[DATA SUPPLIED Boundary: Start]
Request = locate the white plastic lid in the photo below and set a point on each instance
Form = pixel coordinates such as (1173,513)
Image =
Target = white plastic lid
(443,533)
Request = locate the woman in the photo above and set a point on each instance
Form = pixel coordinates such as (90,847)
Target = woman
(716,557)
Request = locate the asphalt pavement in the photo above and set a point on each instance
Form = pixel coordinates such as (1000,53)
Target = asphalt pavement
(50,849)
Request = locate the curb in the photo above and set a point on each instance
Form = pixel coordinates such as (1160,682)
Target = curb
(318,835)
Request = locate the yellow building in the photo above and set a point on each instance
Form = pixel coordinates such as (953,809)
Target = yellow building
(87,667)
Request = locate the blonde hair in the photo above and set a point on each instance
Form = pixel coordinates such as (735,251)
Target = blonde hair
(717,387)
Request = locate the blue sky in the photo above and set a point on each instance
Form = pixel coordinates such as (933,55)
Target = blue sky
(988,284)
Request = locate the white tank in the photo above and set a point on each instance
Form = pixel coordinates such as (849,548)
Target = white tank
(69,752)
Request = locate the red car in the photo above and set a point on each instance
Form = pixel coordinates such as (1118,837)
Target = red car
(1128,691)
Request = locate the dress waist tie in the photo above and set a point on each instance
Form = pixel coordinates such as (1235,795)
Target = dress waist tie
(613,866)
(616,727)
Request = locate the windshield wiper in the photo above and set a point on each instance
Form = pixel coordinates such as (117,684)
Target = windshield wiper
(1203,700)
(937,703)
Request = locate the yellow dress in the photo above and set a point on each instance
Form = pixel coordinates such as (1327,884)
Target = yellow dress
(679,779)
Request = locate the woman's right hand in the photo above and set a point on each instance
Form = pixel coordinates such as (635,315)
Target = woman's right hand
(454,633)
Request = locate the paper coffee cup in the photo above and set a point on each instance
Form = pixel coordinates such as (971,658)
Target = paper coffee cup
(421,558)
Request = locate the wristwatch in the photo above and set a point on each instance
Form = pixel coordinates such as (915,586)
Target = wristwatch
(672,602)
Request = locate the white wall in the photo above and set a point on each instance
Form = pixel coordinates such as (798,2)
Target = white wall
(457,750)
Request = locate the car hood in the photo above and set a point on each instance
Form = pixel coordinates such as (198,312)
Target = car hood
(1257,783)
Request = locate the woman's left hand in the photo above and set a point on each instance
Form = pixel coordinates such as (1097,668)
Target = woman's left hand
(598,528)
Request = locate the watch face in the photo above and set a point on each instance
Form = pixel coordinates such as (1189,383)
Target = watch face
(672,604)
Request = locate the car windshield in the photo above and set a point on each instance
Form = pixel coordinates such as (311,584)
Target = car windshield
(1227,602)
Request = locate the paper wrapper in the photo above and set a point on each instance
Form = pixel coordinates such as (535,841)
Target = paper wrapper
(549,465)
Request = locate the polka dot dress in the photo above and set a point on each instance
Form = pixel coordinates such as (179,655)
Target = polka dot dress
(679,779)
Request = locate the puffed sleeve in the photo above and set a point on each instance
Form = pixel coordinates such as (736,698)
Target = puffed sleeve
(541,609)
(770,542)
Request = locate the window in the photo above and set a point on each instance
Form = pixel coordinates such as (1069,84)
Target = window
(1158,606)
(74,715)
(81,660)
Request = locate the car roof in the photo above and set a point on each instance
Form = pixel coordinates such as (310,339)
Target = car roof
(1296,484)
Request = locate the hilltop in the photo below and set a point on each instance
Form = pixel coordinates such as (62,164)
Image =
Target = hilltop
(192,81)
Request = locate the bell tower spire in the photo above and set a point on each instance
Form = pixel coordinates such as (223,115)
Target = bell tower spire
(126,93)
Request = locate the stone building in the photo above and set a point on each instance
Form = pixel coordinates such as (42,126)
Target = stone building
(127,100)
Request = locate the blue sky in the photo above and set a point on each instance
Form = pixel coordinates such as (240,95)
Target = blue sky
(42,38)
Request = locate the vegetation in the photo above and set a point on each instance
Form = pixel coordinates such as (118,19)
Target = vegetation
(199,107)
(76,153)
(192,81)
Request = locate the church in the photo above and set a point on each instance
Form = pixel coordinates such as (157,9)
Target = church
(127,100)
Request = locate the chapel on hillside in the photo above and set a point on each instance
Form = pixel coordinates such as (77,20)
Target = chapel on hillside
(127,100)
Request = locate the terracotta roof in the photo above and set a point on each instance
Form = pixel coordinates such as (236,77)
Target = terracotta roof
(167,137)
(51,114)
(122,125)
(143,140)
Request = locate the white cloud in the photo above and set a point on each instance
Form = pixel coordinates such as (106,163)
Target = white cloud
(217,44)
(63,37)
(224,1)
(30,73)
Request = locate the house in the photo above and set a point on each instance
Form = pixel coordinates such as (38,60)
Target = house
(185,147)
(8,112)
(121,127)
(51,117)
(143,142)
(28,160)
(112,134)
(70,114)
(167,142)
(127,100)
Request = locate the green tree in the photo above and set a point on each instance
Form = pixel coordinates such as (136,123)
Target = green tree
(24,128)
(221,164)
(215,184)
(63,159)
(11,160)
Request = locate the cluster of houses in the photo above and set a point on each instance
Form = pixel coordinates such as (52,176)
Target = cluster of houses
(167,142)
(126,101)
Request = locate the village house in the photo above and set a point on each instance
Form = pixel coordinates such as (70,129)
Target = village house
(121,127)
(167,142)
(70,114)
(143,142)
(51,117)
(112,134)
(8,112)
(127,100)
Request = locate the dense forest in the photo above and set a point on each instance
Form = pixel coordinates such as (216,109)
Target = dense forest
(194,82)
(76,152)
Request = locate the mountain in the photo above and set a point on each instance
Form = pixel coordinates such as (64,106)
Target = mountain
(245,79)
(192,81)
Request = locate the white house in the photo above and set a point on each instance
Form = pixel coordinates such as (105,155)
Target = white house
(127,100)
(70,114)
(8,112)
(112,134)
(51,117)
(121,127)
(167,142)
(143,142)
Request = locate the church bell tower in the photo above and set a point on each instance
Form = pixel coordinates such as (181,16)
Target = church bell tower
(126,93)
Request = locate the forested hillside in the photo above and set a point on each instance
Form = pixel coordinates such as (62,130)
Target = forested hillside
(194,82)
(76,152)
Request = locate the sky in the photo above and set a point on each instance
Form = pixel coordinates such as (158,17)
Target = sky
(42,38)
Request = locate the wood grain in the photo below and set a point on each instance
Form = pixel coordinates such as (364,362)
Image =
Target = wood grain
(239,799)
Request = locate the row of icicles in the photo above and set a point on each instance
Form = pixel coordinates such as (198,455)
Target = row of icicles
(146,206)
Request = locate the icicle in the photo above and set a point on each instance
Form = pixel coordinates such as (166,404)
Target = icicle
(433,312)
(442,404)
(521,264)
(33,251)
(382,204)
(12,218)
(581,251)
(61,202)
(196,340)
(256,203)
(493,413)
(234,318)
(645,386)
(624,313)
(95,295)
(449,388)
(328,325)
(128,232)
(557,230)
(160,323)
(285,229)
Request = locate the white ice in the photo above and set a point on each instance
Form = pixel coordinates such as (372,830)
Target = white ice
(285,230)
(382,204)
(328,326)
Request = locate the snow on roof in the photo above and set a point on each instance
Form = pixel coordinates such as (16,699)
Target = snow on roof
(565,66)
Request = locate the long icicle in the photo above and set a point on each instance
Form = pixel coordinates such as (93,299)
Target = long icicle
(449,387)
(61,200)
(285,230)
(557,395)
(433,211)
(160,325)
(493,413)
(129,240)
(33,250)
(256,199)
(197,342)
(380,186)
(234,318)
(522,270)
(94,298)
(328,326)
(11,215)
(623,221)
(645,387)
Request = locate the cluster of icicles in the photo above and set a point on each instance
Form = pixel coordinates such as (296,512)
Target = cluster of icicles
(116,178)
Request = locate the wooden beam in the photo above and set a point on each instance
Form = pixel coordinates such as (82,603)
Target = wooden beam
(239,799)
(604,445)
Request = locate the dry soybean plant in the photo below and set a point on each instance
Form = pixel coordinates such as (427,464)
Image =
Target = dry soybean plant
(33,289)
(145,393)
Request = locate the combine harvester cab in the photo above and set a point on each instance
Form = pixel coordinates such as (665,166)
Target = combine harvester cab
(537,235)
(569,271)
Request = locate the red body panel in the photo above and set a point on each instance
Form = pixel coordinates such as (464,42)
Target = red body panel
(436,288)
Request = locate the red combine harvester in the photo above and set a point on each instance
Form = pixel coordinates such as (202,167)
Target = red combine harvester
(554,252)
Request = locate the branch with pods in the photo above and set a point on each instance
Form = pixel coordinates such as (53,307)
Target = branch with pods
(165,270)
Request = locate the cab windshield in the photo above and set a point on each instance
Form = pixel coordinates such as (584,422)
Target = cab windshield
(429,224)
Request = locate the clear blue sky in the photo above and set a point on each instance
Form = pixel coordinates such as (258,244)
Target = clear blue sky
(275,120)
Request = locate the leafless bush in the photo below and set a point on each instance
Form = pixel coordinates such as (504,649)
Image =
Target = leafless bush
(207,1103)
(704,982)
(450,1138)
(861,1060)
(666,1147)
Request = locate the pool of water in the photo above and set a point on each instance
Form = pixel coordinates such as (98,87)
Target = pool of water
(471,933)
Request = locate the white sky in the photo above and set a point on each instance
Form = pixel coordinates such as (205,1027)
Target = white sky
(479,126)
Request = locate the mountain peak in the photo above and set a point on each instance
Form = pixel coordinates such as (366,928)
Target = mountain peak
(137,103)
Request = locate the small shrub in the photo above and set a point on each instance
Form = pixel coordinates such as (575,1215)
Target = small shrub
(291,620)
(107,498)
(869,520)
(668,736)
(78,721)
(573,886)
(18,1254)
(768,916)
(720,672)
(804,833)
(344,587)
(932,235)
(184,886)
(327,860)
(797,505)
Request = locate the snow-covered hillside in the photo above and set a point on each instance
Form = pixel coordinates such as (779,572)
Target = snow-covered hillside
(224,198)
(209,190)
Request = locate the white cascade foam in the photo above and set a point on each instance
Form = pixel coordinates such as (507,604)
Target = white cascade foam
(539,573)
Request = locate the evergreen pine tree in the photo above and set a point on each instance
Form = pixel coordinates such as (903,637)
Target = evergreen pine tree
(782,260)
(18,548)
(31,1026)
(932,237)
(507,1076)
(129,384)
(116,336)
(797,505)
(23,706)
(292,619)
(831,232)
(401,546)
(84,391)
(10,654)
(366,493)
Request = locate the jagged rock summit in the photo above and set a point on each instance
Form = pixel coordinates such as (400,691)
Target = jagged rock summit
[DATA SUPPLIED Boundary: End]
**PROBLEM**: Find how many lines in the records contain the string "jagged", then give the number alone.

**RESPONSE TO THIS EXERCISE**: 2